• Page text:
◆ ◆ ◆ ◆

This algorithm looks at things differently by using a result from graph theory which helps improve on the lower bound of the TSP which originated from doubling the cost of the minimum spanning tree. Given an Eulerian graph, we can find an Eulerian tour in $O(n)$ time, so if we had an Eulerian graph with cities from a TSP as vertices, then we can easily see that we could use such a method for finding an Eulerian tour to find a TSP solution. By the triangle inequality, we know that the TSP tour can be no longer than the Eulerian tour, and we therefore have a lower bound for the TSP. Such a method is described below.
1. Find a minimum spanning tree for the problem.
2. Create duplicates for every edge to create an Eulerian graph.
3. Find an Eulerian tour for this graph.
4. Convert to TSP: if a city is visited twice, then create a shortcut from the city before this in the tour to the one after this.

To improve the lower bound, a better way of creating an Eulerian graph is needed. By the triangle inequality, the best Eulerian graph must have the same cost as the best travelling salesman tour; hence, finding optimal Eulerian graphs is at least as hard as TSP. One way of doing this is by minimum weight matching using algorithms with a complexity of $O(n^3)$.

Making a graph into an Eulerian graph starts with the minimum spanning tree; all the vertices of odd order must then be made even, so a matching for the odd-degree vertices must be added, which increases the order of every odd-degree vertex by 1. This leaves us with a graph where every vertex is of even order, which is thus Eulerian. Adapting the above method gives the algorithm of Christofides and Serdyukov:

1. Find a minimum spanning tree for the problem.
2. Create a matching for the problem with the set of cities of odd order.
3. Find an Eulerian tour for this graph.
4. Convert to TSP using shortcuts.

==== Pairwise exchange ====

An example of a 2-opt iteration

The pairwise exchange or 2-opt technique involves iteratively removing two edges and replacing them with two different edges that reconnect the fragments created by edge removal into a new and shorter tour. Similarly, the 3-opt technique removes 3 edges and reconnects them to form a shorter tour. These are special cases of the k-opt method. The label Lin–Kernighan is an often heard misnomer for 2-opt; Lin–Kernighan is actually the more general k-opt method.

For Euclidean instances, 2-opt heuristics give on average solutions that are about 5% better than those yielded by Christofides' algorithm. If we start with an initial solution made with a greedy algorithm, then the average number of moves greatly decreases again and is $O(n)$; however, for random starts, the average number of moves is $O(n \log (n))$. While this is a small increase in size, the initial number of moves for small problems is 10 times as big for a random start compared to one made from a greedy heuristic. This is because such 2-opt heuristics exploit 'bad' parts of a solution such as crossings. These types of heuristics are often used within vehicle routing problem heuristics to re-optimize route solutions.

◆ ◆ ◆ ◆

(Region annotation lines)
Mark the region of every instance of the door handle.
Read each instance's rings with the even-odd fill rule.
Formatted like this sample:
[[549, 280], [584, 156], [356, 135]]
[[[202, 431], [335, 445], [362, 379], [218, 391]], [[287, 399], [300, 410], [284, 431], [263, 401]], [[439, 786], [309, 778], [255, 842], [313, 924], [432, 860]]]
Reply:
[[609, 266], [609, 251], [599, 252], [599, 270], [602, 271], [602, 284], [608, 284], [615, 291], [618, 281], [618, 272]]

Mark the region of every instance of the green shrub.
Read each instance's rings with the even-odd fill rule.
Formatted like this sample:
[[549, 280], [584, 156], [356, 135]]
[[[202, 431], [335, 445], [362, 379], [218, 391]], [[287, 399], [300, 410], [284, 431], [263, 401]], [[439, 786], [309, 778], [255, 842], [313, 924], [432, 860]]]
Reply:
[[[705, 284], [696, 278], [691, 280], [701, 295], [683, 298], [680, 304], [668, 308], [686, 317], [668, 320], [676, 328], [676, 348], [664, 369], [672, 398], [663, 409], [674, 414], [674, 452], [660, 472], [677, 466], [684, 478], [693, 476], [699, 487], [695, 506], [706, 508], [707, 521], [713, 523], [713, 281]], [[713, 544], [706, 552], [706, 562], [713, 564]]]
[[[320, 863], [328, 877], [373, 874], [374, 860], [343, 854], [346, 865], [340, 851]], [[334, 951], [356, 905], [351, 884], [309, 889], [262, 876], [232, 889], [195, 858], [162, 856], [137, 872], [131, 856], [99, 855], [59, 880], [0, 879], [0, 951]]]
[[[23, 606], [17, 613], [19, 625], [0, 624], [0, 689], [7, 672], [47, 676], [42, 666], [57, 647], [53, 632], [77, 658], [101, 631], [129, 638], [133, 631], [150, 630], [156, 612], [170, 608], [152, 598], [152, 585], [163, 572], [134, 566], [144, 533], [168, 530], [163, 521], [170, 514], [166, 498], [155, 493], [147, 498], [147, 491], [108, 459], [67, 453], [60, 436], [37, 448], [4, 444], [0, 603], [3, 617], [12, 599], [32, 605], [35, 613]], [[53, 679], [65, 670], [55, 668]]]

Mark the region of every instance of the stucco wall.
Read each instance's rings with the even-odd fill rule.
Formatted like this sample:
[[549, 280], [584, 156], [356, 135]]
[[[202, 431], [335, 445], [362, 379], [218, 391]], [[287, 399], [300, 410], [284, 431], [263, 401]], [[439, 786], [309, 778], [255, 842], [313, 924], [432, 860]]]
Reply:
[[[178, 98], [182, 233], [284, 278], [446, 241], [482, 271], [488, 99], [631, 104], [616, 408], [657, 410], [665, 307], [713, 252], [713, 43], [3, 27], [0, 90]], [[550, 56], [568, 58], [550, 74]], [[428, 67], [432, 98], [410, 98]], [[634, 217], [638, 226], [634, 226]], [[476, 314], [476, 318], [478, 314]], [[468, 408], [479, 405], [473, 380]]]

◆ ◆ ◆ ◆

• Do this:
Answer these questions from the travelling salesman text:
1. How much time does finding an Eulerian tour in an Eulerian graph take?
2. What complexity do the minimum weight matching algorithms have?
3. On Euclidean instances, how much better on average are 2-opt solutions than those of Christofides' algorithm?

• Solved exercise:
1. $O(n)$ time
2. $O(n^3)$
3. About 5% better